**YOUR TASK:** Please show each line below that contains the string "bare", copying every such line in full.

Entries from a pointing dataset

◇ ◇ ◇ ◇ ◇

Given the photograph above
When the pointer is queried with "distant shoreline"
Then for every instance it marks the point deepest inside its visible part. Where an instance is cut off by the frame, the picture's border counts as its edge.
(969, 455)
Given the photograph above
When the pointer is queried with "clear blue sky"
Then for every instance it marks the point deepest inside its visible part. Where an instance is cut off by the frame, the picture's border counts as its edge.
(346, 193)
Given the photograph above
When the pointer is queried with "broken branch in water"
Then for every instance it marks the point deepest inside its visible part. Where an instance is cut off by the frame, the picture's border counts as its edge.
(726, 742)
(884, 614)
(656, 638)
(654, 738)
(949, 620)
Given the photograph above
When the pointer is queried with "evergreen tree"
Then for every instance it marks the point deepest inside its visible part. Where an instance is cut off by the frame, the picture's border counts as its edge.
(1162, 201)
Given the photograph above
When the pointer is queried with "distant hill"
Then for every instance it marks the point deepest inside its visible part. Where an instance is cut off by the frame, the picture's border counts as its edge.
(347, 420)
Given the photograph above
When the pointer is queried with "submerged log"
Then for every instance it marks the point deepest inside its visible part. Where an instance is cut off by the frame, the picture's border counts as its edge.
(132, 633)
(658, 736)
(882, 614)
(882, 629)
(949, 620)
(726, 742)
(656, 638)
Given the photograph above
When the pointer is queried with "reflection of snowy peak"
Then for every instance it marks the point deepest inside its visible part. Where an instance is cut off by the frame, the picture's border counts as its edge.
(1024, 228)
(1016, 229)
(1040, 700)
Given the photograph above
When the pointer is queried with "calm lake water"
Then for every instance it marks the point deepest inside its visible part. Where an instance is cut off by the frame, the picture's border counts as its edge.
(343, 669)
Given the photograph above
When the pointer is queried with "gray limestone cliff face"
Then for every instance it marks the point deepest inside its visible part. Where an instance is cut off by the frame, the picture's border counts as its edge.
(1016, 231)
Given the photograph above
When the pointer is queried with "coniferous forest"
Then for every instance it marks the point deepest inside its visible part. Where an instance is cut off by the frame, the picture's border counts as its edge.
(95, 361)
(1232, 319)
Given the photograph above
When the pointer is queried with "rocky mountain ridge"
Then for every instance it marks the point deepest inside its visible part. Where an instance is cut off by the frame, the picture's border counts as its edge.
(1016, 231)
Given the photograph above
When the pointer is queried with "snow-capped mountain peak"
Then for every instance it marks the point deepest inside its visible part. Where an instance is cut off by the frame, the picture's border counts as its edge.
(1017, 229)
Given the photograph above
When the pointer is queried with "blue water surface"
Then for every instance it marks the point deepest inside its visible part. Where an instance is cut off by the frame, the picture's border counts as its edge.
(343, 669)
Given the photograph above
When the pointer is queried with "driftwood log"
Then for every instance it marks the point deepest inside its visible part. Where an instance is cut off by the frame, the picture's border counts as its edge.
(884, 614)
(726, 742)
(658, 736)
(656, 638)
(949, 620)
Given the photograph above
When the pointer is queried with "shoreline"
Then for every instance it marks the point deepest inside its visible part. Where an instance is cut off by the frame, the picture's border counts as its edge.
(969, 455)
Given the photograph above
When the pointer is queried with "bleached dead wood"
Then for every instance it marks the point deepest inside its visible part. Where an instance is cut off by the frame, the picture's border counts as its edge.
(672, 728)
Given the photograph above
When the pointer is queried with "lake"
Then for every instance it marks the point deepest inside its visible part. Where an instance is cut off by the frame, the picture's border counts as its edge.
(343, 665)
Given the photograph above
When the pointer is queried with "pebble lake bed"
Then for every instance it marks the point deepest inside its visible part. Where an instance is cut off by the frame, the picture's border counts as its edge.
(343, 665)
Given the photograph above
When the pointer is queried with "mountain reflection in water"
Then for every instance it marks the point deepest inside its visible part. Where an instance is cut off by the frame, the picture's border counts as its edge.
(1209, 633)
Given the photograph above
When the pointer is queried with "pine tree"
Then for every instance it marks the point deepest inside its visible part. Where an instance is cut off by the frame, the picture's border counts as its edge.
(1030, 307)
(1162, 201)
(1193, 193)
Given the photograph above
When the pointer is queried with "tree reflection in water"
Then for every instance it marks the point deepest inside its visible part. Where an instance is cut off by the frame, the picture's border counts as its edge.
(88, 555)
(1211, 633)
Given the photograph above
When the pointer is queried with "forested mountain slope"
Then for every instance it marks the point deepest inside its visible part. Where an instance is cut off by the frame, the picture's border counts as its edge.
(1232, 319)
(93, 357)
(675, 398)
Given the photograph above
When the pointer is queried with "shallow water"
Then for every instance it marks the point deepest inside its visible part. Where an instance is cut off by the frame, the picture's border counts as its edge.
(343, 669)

◇ ◇ ◇ ◇ ◇

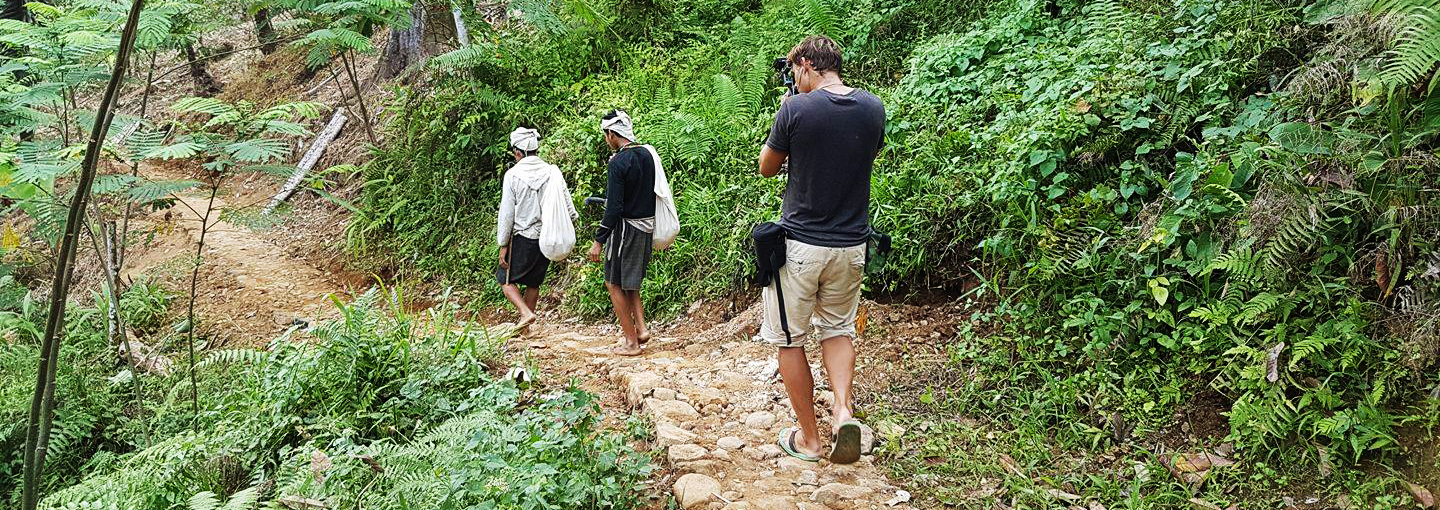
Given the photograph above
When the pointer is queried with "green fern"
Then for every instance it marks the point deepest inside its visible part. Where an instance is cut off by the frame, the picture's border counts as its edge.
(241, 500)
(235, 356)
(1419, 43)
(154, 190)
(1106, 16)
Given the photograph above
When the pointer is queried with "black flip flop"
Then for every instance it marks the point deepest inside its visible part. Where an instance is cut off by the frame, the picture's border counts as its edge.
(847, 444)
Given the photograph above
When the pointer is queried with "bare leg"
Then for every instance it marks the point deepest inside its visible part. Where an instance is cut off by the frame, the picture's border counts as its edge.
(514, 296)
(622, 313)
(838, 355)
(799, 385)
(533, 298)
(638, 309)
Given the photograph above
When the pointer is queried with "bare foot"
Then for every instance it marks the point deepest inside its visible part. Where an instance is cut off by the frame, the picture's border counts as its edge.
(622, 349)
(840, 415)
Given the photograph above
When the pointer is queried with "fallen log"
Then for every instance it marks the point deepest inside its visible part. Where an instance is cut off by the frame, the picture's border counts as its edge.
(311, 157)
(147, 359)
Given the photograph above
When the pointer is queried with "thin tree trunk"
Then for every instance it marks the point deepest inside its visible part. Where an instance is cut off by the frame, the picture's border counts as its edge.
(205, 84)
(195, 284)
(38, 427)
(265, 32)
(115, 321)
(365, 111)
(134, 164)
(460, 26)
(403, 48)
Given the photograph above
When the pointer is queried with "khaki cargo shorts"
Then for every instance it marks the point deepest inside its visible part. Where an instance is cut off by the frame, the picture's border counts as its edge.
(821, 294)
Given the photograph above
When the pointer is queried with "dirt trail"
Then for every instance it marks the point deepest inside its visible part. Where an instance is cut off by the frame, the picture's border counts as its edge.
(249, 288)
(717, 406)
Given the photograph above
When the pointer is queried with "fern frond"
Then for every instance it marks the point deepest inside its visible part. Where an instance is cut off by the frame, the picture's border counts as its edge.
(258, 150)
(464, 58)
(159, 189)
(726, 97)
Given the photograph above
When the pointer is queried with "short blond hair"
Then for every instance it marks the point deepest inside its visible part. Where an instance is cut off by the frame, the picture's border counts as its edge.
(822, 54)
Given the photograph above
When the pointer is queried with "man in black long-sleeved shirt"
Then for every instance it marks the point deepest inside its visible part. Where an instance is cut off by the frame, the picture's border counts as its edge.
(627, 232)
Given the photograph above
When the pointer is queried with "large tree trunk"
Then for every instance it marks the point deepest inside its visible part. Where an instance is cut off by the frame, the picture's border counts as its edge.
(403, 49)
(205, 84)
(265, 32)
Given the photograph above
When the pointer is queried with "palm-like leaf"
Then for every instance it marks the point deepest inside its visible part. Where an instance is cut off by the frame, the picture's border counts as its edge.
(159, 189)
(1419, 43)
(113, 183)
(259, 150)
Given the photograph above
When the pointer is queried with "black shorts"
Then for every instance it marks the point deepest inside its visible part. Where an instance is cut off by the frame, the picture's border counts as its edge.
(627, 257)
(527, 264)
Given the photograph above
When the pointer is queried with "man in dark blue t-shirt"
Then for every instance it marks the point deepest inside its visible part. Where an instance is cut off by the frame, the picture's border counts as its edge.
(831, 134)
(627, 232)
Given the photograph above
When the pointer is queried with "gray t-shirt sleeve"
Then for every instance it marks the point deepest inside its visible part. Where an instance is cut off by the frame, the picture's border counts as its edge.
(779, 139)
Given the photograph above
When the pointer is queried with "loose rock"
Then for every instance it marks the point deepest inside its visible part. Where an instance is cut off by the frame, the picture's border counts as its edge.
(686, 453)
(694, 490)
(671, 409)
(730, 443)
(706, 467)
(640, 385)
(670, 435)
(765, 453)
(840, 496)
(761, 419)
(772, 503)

◇ ◇ ◇ ◇ ◇

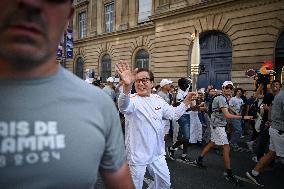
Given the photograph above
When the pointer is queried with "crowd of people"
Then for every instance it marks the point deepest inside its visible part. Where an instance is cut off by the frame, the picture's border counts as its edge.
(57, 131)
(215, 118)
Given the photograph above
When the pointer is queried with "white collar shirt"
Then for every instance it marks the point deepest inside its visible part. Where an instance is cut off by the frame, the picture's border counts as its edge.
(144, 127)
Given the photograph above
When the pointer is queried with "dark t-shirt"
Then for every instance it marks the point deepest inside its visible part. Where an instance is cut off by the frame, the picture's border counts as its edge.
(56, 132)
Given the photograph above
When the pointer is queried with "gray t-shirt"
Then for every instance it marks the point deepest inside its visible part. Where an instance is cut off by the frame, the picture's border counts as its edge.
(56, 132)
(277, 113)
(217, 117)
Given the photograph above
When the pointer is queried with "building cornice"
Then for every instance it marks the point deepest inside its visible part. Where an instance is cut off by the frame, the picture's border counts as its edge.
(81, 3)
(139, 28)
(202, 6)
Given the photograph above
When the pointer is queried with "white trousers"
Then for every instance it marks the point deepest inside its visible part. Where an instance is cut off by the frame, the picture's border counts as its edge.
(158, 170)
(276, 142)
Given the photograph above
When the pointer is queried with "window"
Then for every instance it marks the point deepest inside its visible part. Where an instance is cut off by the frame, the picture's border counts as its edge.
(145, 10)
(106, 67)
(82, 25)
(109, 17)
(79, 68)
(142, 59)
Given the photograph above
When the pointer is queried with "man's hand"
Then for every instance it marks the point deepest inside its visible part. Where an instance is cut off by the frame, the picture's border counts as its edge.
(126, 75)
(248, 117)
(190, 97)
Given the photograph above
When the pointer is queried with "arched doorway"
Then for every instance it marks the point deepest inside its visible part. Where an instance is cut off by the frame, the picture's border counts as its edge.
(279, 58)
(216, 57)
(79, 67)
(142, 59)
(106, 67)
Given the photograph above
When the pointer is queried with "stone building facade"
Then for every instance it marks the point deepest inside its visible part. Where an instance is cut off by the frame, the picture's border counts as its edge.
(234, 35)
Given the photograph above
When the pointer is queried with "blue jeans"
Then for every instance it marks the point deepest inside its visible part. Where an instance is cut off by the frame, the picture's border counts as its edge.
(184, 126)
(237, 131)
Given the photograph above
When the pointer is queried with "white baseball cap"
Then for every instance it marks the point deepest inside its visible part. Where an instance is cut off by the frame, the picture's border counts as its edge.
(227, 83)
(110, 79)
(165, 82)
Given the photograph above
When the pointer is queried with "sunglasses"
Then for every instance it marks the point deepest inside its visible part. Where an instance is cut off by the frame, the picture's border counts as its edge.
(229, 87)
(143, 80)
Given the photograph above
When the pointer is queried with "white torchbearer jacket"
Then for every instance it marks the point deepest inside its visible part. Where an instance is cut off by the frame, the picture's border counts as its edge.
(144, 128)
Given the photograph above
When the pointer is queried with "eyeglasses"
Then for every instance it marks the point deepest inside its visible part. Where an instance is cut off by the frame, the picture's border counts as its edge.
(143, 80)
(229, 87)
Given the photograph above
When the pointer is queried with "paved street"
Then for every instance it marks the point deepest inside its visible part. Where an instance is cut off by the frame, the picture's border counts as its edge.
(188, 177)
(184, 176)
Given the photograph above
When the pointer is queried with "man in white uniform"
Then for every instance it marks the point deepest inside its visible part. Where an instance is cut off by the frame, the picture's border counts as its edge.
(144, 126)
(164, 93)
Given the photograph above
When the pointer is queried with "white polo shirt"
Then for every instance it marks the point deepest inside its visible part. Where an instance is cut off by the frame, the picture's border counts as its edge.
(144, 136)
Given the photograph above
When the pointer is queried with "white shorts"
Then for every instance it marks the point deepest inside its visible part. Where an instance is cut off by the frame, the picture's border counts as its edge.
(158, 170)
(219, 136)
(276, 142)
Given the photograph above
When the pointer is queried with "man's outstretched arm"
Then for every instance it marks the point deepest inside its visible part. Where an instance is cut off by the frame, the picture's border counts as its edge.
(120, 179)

◇ ◇ ◇ ◇ ◇

**TASK ANSWER:**
When the pointer is queried with "bare leg"
When the pointer is queried with "bare foot"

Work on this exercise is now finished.